GIVEN TASK 1:
Revise the Lowe Roughneck Frontier thread from "Going to watch" to "complaints about it.", swapping "SeaArk" for "Tracker".
GIVEN TASK 2:
In the Lowe Roughneck Frontier thread, how long did the factory rep say both discounts could be used?
GIVEN TASK 3:
Pick up the Lowe Roughneck Frontier thread after its last post and write what comes next.

GIVEN PASSAGE:
****************************************

# Just found out that Lowe boats sells a Roughneck Frontier!!!



## willbarrow81 (Apr 23, 2011)

I had all but made my decision up to get the lowe roughneck 1860, but today I was on their web page dreaming about it and trying to get some ideas on how to put the seats in it. I clicked different models of jons and boom the little frontier popped up! It was very similar to the roughneck but like their version of the g3 vbw or tracker grizzly. I was so happy to see that they had a 1860 model! 85" wide and 24" sides! It can handle some choppy water Im sure! Has anybody ever used one? Its like they took the alumacraft mv and changed the name! Or the grizzly you get the point! Im just stoaked that I can possibly save alot of cash, that is if its up to standards! So those of you who have any experience with any size roughneck frontier lets hear it! Thanks, Will.


----------



## Badbagger (Apr 23, 2011)

Going to watch this one. I'm liking the Roughneck line myself. Either that or a SeaArk which are built like tanks.


----------



## Waterwings (Apr 23, 2011)

Great choice on the Roughneck line. I have an '08 1652VT Roughneck. It's well-built, and I have no complaints about it. 

Grabbed this link for the 1860 Roughneck you're looking at so others can check it out. Looks like a great rig!

https://www.loweboats.com/showroom/welded-jon/roughneck-jon/f1860.php


----------



## willbarrow81 (May 2, 2011)

Cool, I found out that Vets, Active, Retired Service Members get a discount, and if you join some duck thing for 30.00 you get another discount on top of the military one! So Im gonna save a bunch if it works out! Im just gonna get the boat only and it still applies! Im lovin Lowe Boats!


----------



## reedjj (May 3, 2011)

Are the Frontier's cheaper than the regular Roughnecks? The closest Lowe dealer is almost 2 hours away and they don't list their prices online.

I like the Frontier 1650 and the R1655! I would love to set that Frontier 1650 up just like the R1655 Center console and save myself some money by doing it myself. With Yamaha 60/40 jet or a Merc 80/58 Optimax jet!

I have been thinking about the Grizzley 1648 or the riveted AlumaCraft 1648 NCS with a 60/40 yamaha or a Merc 40/30. But If I can get a welded Lowe at a great discount I will be more likely to talk the ole' lady into it. Plus they are both a little bigger and a little better quality and can take a bigger motor.

Gotta love that Military discount!


----------



## Waterwings (May 3, 2011)

willbarrow81 said:


> Cool, I found out that Vets, Active, Retired Service Members get a discount, and if you join some duck thing for 30.00 you get another discount on top of the military one! So Im gonna save a bunch if it works out! Im just gonna get the boat only and it still applies! Im lovin Lowe Boats!



That's a cool deal on the discounts! Sure wish there was something like that going-on when I bought my Roughneck back in '07.


----------



## willbarrow81 (May 4, 2011)

The factory rep said I could get both discounts until August. The frontier is cheaper than the roughneck. The best price on the roughneck 1860 boat only was 4525.00 the 1860 frontier best price was 3700. It looks just like the grizzly! Some dealers I called were only a couple hundred bucks off! It all depends on my funds. The frontier is bare bones, nothing but a floor. Wide open, if it drops in price it will lead the pack! Check out lowe boats to see it, later Will.

****************************************

ENTRIES PROVIDED:
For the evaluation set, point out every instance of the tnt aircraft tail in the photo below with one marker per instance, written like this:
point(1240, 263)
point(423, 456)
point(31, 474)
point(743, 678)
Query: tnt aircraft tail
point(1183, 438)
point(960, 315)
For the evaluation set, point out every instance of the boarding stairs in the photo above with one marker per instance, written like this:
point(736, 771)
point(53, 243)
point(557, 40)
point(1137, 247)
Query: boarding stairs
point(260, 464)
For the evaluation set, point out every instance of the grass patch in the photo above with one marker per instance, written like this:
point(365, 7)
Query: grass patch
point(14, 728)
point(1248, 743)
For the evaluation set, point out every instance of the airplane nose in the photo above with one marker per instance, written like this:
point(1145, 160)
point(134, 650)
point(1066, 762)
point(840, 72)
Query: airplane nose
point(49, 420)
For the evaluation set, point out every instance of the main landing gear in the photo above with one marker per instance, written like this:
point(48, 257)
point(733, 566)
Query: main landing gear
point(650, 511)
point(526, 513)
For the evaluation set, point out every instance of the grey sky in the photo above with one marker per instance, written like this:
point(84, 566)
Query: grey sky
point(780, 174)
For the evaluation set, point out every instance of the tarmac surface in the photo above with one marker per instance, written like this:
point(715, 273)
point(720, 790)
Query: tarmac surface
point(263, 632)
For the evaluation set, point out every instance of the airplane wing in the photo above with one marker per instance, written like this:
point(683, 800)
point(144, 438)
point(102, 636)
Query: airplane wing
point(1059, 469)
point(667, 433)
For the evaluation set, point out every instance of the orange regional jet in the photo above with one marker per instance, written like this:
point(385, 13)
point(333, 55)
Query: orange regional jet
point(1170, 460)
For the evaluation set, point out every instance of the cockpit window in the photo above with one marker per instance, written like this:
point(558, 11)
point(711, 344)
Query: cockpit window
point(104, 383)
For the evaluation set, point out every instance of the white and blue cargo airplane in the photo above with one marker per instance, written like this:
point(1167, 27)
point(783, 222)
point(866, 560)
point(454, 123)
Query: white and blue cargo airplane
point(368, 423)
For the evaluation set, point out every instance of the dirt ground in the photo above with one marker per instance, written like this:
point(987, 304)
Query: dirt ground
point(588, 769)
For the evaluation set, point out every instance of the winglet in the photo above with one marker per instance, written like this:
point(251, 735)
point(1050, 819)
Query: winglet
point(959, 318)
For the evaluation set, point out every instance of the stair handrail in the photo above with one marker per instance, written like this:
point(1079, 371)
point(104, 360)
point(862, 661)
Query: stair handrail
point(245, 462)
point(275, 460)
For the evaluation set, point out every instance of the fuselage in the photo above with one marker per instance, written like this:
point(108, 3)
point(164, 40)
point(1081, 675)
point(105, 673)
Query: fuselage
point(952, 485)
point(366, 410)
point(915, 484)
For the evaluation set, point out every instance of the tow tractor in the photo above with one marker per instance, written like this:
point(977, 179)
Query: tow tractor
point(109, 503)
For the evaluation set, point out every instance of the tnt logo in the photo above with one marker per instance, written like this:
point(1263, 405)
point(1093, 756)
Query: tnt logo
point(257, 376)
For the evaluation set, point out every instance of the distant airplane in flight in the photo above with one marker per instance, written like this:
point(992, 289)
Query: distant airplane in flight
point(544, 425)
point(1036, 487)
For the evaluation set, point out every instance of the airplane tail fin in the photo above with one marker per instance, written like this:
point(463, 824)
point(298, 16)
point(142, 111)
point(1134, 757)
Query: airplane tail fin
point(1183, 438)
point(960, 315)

****************************************

TASK ANSWER 1:
Going to watch this one. I'm liking the Roughneck line myself. Either that or a Tracker which are built like tanks.


----------



## Waterwings (Apr 23, 2011)

Great choice on the Roughneck line. I have an '08 1652VT Roughneck. It's well-built, and I have no complaints about it.

TASK ANSWER 2:
Until August.

TASK ANSWER 3:
----------



## Sharpix (May 23, 2011)

I have a strong itching about a Lowe Roughneck FRONTIER 1756 with a 30HP 4stroke ... That boat has something i like, open wide uncluttered floor, it might be fitted with a console, and by installing fishing seats at front and middle, it might become awesome. Big, light, 

... I currently have a 1232 flat bottom with 35 years of age. I like where it has taken us, but as my father gets older, and his grandson is about to get old enough to go fishing trips, the time is coming to get a new one.

By the way, how could be the result, speed, and overall satisfacion of this Lowe Roughneck Frontier 1756 with 545lbs of weight matched with a 30hp 4stroke? 
Does a 50hp can be rope started in case someday i don't want to fit a cranking battery?


----------



## willbarrow81 (May 23, 2011)

Your right wide open is great! The regular roughneck is pretty wide open as well. The frontier is lighter so less motor will get the job done. My 25hp moter is electric start, but it has the rope under the hood so it can be started either way. If I can save it up Im gonna get an 1860 roughneck! I've always wanted a big mod-v jon, and after thinking so hard about a fish @ ski, or bayliner, or whatever kind, I kept comming back to this. I would like it in the polar white with a canapy(?) Center console standing. Like those boats in flordia! The white color scheem is a color option from lowe so depending on price......anyhoo its all just a dream right now, later Will.


----------



## Zum (May 23, 2011)

Welcome to the site...Sharpix 
You may want to start another thread if you want more replies but I'll comment on your question.
Thats a pretty light 17' boat so as long as you don't add to many mods/weight,the 30hp should be okay.
Theres going to be a hp rating on the hull,people say to use atleast 75% of that rating to get good performance but theres lots of people that go under and don't complain.
Almost all of the 40hp outboards can be bought with just pull start,some 50 hp's as well.Almost all outboards have an emergency pull start,just a notch in the fly wheel that you hook your pull cord to.I pulled a 40hp suzuki over for years,I didn't find it any harder then the 30hp I have now.
From that little 12'er to a 17'er,nice jump...I'm sure you would be happy.Keep the little 12, for some real small spots,plus the memories.


----------



## Sharpix (Nov 16, 2011)

An update after months. We bought a Lowe R1760SC with a 60 Mercury Bigfoot 4 stroke.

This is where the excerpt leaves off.